#### Task directions:
Search the records for the string "logo" and copy every line in which it appears.
--- Provided records ---
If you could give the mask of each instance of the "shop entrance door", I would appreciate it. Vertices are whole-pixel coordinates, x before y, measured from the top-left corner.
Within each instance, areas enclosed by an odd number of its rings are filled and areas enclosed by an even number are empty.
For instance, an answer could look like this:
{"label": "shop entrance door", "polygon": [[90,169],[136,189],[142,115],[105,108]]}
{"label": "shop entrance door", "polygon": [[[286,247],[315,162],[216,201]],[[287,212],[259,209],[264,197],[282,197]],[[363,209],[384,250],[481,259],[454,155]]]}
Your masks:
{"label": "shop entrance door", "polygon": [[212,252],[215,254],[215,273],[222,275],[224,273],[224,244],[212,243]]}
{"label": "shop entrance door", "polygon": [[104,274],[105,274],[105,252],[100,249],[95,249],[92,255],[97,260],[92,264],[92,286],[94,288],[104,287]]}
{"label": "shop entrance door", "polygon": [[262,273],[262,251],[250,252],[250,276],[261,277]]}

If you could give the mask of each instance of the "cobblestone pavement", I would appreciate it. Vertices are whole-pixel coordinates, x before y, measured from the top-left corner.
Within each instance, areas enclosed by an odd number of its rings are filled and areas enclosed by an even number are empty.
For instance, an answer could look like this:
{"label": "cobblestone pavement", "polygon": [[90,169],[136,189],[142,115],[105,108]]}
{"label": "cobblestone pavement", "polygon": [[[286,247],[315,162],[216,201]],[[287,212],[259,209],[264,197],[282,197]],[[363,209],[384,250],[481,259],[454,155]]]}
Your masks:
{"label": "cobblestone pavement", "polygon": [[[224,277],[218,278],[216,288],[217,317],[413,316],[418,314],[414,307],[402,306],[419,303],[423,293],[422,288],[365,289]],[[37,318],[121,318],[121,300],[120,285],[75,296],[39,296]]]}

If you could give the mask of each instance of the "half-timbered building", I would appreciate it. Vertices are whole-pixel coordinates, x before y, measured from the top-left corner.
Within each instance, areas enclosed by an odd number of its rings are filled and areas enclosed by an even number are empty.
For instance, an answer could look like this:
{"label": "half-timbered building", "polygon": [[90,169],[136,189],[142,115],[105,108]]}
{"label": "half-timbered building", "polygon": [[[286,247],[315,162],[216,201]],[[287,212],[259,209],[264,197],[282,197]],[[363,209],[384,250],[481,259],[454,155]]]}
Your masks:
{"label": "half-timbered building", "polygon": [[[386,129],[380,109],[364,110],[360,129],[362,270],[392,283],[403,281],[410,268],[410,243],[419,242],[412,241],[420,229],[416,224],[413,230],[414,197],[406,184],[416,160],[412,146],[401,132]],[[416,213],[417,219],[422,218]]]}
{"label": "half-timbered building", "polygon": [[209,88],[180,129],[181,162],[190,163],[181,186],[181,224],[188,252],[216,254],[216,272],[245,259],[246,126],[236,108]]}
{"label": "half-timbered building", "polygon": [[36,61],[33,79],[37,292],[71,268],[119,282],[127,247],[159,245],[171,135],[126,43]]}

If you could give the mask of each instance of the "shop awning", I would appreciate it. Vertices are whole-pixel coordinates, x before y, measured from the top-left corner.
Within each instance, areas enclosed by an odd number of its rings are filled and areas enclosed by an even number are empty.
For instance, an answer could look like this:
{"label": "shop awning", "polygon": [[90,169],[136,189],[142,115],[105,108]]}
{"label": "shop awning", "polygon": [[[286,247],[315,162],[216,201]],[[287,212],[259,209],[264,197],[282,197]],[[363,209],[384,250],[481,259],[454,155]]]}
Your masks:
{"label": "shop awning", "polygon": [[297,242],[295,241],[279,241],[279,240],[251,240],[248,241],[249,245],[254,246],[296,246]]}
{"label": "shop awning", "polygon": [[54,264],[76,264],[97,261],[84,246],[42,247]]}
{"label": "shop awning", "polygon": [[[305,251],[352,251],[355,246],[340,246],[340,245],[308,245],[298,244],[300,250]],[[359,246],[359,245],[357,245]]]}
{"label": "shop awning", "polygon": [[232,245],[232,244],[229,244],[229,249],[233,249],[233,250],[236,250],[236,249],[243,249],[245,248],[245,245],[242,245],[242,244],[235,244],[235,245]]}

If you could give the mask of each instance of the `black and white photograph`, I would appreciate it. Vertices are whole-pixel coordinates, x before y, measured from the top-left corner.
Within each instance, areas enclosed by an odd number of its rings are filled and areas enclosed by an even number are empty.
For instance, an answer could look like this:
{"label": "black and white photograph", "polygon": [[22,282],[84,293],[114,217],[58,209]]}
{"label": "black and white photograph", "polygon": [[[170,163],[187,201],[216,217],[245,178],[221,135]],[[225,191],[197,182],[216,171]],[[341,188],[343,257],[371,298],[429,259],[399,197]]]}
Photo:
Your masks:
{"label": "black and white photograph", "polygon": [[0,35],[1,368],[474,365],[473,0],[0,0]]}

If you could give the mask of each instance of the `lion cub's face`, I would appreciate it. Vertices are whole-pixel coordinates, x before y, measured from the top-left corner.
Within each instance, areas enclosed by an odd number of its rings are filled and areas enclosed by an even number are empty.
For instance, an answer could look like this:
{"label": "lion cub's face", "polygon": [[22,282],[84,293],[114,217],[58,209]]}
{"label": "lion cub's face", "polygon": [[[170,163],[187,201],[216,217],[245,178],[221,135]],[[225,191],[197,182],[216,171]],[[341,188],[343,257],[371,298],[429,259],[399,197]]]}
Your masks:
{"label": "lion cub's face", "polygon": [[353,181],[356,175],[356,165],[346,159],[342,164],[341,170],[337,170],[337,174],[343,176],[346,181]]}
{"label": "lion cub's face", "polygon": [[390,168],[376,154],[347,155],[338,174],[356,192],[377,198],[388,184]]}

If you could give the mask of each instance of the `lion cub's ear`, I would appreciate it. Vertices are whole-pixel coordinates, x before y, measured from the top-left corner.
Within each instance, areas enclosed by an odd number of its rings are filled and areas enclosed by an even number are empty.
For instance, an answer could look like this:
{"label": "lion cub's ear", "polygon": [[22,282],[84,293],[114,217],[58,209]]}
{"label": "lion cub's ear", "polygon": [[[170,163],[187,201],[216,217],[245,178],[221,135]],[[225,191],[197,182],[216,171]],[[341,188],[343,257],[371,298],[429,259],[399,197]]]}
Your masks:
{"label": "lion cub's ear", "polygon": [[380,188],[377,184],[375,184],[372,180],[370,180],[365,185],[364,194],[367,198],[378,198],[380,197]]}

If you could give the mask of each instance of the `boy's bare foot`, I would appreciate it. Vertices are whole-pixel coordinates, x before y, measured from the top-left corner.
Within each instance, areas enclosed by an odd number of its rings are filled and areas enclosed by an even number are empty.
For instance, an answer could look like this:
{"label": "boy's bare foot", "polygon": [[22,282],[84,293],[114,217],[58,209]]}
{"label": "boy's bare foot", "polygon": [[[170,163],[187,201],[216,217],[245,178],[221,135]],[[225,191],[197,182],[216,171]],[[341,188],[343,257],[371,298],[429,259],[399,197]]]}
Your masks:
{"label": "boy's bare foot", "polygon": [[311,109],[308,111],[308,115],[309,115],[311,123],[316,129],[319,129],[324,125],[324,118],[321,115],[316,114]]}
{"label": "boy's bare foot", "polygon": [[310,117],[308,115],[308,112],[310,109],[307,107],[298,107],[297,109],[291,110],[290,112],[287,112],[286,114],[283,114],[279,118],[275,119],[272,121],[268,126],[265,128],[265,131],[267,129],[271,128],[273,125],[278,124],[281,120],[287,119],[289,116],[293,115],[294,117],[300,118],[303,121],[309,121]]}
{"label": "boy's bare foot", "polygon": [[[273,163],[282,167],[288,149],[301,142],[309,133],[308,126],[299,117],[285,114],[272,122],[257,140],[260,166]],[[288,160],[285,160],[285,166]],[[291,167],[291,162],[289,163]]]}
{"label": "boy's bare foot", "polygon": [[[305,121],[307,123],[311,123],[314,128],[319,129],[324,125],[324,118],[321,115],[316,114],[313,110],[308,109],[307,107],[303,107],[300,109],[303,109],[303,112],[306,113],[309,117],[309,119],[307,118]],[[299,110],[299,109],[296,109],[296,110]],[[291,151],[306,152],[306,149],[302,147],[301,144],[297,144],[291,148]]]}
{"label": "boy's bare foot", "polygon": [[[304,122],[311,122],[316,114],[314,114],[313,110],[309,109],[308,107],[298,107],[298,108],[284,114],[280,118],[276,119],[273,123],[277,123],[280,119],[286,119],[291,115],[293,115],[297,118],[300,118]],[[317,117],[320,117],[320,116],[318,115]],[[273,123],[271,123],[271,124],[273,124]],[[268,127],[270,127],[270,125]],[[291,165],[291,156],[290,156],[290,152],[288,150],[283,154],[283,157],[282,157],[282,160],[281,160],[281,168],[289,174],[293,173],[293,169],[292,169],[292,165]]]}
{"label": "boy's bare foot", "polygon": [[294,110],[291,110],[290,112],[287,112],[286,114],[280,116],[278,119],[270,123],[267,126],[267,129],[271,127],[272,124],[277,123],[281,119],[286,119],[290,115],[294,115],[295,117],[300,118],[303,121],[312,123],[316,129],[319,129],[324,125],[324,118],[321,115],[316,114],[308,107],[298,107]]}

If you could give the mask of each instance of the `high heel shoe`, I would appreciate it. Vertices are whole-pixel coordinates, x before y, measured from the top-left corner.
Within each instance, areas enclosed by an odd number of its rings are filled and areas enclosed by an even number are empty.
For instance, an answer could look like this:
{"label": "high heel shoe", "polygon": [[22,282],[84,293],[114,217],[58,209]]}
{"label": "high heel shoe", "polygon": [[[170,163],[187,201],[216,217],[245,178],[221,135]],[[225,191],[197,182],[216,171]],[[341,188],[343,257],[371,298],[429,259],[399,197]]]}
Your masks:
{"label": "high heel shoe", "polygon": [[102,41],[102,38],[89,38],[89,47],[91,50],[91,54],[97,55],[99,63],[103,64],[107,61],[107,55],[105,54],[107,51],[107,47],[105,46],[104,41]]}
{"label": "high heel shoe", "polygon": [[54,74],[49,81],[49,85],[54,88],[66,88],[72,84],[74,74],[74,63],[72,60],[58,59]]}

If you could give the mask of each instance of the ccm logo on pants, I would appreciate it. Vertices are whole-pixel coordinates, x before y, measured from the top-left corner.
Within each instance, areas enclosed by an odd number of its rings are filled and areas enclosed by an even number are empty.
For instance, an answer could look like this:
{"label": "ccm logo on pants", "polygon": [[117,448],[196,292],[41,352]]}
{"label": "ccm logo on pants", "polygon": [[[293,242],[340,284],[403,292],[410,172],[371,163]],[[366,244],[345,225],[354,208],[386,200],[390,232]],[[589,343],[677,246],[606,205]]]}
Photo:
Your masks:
---
#### Problem solution:
If you could give the mask of each instance of the ccm logo on pants, I would appreciate it. Vertices are whole-pixel coordinates, x before y, measured from the top-left corner.
{"label": "ccm logo on pants", "polygon": [[117,448],[196,292],[41,352]]}
{"label": "ccm logo on pants", "polygon": [[[293,242],[340,284],[403,292],[410,172],[371,163]],[[366,244],[345,225],[354,208],[386,200],[390,232]],[[589,343],[677,246],[606,205]]]}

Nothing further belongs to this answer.